Task input:
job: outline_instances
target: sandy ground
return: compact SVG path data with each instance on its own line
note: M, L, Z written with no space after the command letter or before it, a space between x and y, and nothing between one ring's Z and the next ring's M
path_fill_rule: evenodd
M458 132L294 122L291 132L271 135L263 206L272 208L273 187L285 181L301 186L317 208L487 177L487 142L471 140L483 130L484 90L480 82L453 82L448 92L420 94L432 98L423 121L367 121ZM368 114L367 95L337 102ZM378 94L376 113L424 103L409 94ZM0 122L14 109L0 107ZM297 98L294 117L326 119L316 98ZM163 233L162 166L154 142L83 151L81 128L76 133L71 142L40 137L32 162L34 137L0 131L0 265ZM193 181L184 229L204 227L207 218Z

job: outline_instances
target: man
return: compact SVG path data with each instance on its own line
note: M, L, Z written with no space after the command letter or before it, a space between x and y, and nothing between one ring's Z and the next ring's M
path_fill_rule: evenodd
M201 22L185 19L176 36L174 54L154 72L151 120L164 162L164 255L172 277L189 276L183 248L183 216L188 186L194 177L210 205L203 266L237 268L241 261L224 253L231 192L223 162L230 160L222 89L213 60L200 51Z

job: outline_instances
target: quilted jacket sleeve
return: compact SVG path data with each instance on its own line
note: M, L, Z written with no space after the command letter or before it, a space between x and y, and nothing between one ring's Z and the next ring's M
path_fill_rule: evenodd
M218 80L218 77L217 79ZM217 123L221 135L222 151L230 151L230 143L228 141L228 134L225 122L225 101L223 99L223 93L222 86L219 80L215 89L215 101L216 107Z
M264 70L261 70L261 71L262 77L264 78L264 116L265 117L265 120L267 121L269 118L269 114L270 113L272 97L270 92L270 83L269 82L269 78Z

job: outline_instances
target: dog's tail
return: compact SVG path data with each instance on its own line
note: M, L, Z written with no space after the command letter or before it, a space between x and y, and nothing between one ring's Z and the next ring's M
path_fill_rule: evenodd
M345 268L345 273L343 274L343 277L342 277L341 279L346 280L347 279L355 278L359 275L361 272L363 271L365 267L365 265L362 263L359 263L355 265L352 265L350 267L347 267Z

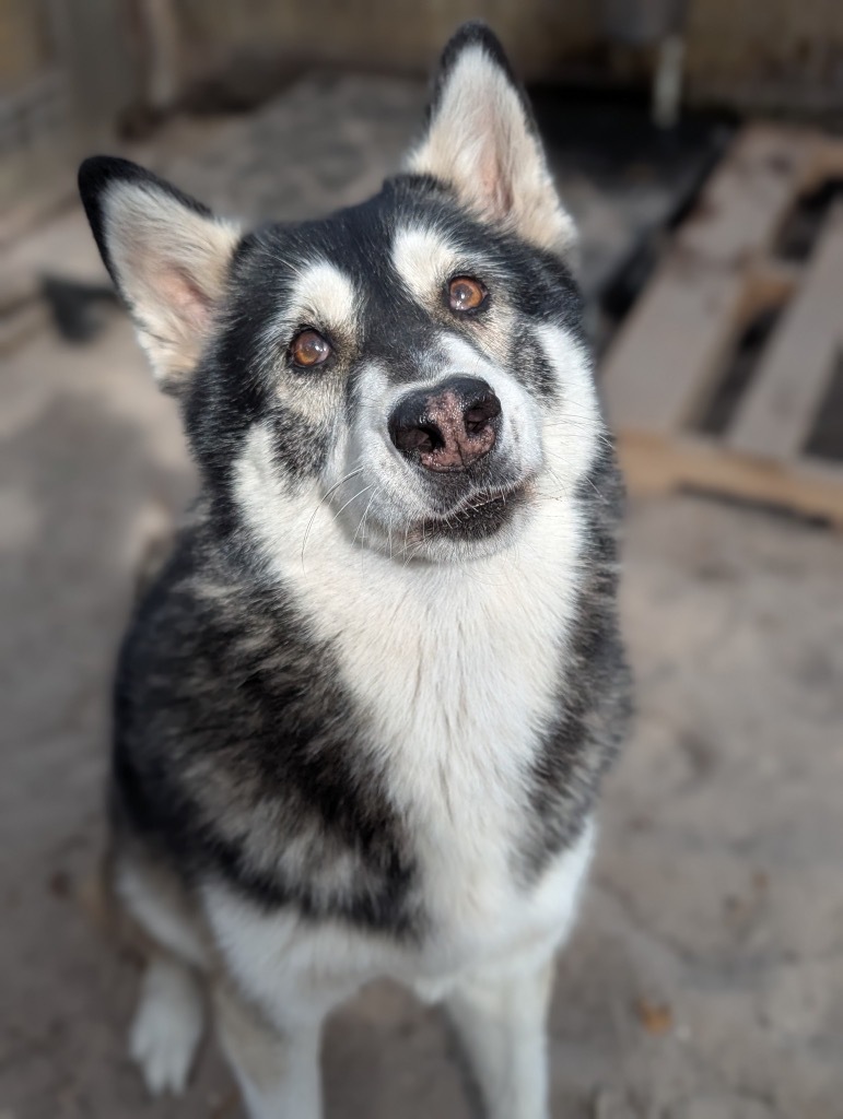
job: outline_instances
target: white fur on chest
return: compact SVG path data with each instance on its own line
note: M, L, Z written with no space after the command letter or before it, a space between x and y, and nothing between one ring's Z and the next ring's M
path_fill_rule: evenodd
M260 480L254 490L265 495ZM516 548L448 566L355 549L324 506L302 562L311 507L279 501L283 509L252 504L253 525L315 638L337 656L408 824L440 951L459 960L523 904L513 863L563 684L578 507L541 502Z

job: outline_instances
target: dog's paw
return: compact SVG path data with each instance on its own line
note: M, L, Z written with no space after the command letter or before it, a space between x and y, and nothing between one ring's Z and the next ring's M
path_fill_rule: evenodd
M129 1052L152 1096L182 1092L204 1028L202 993L194 977L170 963L153 963L143 978Z

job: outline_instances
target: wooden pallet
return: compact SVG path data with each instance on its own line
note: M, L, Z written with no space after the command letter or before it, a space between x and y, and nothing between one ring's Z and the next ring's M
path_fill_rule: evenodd
M805 443L843 351L843 208L805 265L775 242L800 197L843 178L843 140L744 129L676 233L602 369L633 492L681 486L783 505L843 526L843 463ZM695 431L747 327L781 309L722 435Z

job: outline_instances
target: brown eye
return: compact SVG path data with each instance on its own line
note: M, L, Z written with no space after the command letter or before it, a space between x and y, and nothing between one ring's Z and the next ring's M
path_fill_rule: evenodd
M301 330L292 340L290 356L296 365L309 368L330 357L330 342L316 330Z
M448 285L448 302L452 311L476 311L486 302L488 292L479 280L455 276Z

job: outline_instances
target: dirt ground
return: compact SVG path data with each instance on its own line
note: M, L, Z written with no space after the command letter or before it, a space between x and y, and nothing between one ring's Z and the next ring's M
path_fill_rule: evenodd
M93 267L78 215L53 236ZM240 1113L213 1042L184 1101L144 1097L125 1055L137 974L85 903L115 643L146 542L191 489L175 407L116 311L92 345L43 331L6 356L0 1119ZM842 585L824 529L631 504L639 714L560 961L556 1119L843 1119ZM393 987L336 1015L324 1061L330 1119L470 1115L439 1013Z

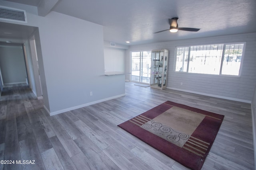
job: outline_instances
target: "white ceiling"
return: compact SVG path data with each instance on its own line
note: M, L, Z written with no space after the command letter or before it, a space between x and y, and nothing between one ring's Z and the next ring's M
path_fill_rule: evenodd
M35 6L46 1L5 0ZM59 0L51 10L102 25L104 40L124 45L256 32L255 0ZM179 27L200 30L154 33L168 29L168 19L176 17Z

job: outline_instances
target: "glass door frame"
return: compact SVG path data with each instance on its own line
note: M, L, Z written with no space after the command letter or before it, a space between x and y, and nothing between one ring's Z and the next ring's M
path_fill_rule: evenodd
M150 53L150 57L146 58L149 57L150 55L146 55L146 56L143 55L143 53L146 52L147 53ZM135 56L139 57L140 63L138 65L139 66L138 71L139 71L139 74L138 74L138 75L133 75L133 72L136 71L136 70L133 70L133 68L136 67L133 67L133 63L134 63L133 62L133 53L139 53L139 56ZM151 50L144 50L141 51L130 51L130 81L137 82L139 83L143 83L147 84L150 84L150 72L151 72ZM144 61L144 60L146 59L146 61ZM144 65L146 64L146 67L144 66ZM138 66L137 66L138 67ZM144 69L143 69L144 68ZM145 69L146 69L146 70L145 70ZM143 76L144 74L144 73L146 72L146 74L147 75L146 76ZM138 77L137 78L133 77L133 76L138 76Z

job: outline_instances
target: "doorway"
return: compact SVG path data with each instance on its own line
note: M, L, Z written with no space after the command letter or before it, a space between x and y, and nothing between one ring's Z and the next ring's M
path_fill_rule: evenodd
M146 84L150 83L151 51L132 52L130 81Z

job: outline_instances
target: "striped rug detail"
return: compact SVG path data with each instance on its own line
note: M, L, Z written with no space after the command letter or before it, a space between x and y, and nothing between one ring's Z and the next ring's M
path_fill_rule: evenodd
M139 115L138 116L134 117L130 120L129 120L129 121L130 121L133 123L135 124L136 125L140 126L148 122L151 119L148 119L147 117L145 117L144 116L143 116L142 115Z
M206 153L210 144L190 136L182 148L202 157Z

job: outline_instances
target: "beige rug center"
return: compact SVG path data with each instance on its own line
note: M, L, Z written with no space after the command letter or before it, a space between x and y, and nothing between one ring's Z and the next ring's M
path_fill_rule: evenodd
M205 115L174 106L141 127L182 147Z

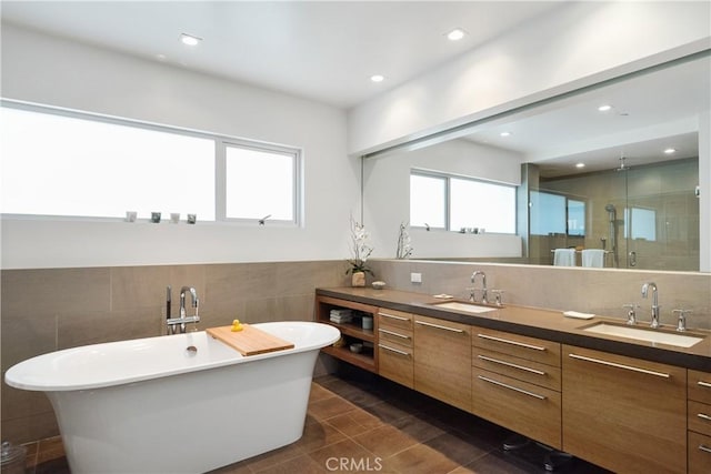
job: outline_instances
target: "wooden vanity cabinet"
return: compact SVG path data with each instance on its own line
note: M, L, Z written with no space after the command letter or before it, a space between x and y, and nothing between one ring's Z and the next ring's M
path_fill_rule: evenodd
M687 370L563 345L563 451L614 472L687 472Z
M407 387L414 386L412 314L378 311L378 373Z
M560 344L472 326L472 413L561 447Z
M361 319L354 317L348 323L337 324L330 320L331 310L353 310L358 314L373 316L373 329L364 330ZM341 332L342 345L330 345L321 351L337 359L357 365L370 372L378 372L378 351L374 350L378 323L374 315L378 313L377 306L358 303L354 301L340 300L338 297L317 295L316 297L316 320L320 323L331 324ZM351 343L362 343L363 350L360 353L350 351Z
M414 315L414 390L471 412L471 326Z
M688 456L690 474L711 473L711 373L688 373Z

Goal:
Return each line of the items that contains the string "wooden", copied in full. Matching is case-sensitive.

Worked answer:
target: wooden pallet
target: "wooden vanity cabinet"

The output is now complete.